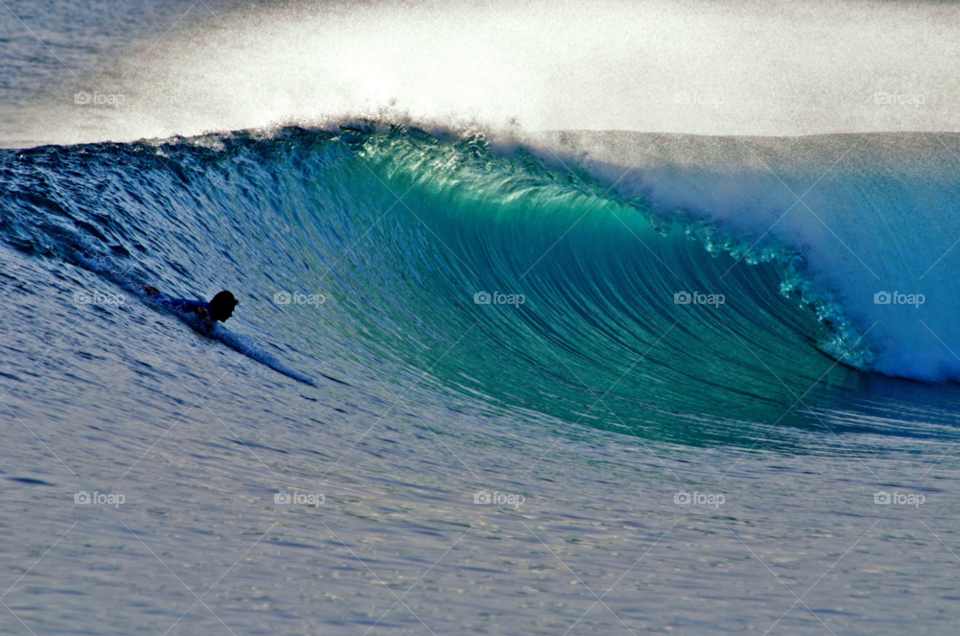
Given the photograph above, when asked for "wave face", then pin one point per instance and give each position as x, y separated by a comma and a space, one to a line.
642, 65
406, 234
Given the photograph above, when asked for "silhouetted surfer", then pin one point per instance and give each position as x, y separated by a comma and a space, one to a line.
220, 307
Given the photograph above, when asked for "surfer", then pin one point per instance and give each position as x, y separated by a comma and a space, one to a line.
220, 307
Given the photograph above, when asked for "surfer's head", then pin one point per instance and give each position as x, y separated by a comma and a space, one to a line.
221, 305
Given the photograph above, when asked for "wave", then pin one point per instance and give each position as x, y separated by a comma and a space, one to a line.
407, 234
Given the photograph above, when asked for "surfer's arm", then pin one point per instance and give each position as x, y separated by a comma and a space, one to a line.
207, 320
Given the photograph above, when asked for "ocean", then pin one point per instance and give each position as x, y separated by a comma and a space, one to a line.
518, 350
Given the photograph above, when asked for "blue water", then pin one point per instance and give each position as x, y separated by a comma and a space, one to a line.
365, 371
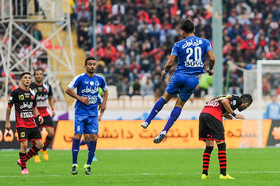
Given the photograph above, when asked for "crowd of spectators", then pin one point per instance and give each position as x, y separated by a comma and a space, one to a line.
21, 45
134, 38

PROBLEM TO WORK ON: Copy every record exactly as written, leaving out the pictures.

ANSWER AREA:
Given the photograph above, when asked for "wave face", then pin one point per instance and give each position as x, y separated by a comma and a space, one to a line.
642, 65
406, 234
Given the photograph above, when asked for "silhouetted surfer", then pin one point per instance and give each position as x, y separated by a comma and a space, one to a line.
220, 307
Given the photograph above, when asked for "surfer", then pin one point per instance and give each position as x, y separated by a comma and a space, one to a line.
220, 307
Given the photograph above, when asked for "surfer's head", then pin one point per instance and give each position as x, y separated by a comma and a space, one to a line.
221, 305
Given the photograph above, when asked for "wave", then pin one point per instance and give each position as x, y separated by a comma and a space, one to a line.
407, 234
Given the photograph above, when asked for "surfer's arm", then pin one point per instance and give each position as x, y separated by a comma and a space, one to a line.
207, 320
Given the photograph above, when asked for "ocean", then pin one point per instance and give each position as x, y separated by a comma and a space, one to a line.
518, 350
Given the photograph above, when asked for "blue water", then pin one point per instance and give each position as x, y separated by a comma and a space, one to a line.
365, 371
Given the photograph above, when asked for "crowd of spectators", then pin one point per instance and give each position as x, y separated by a comma and a space, one to a line.
21, 45
134, 38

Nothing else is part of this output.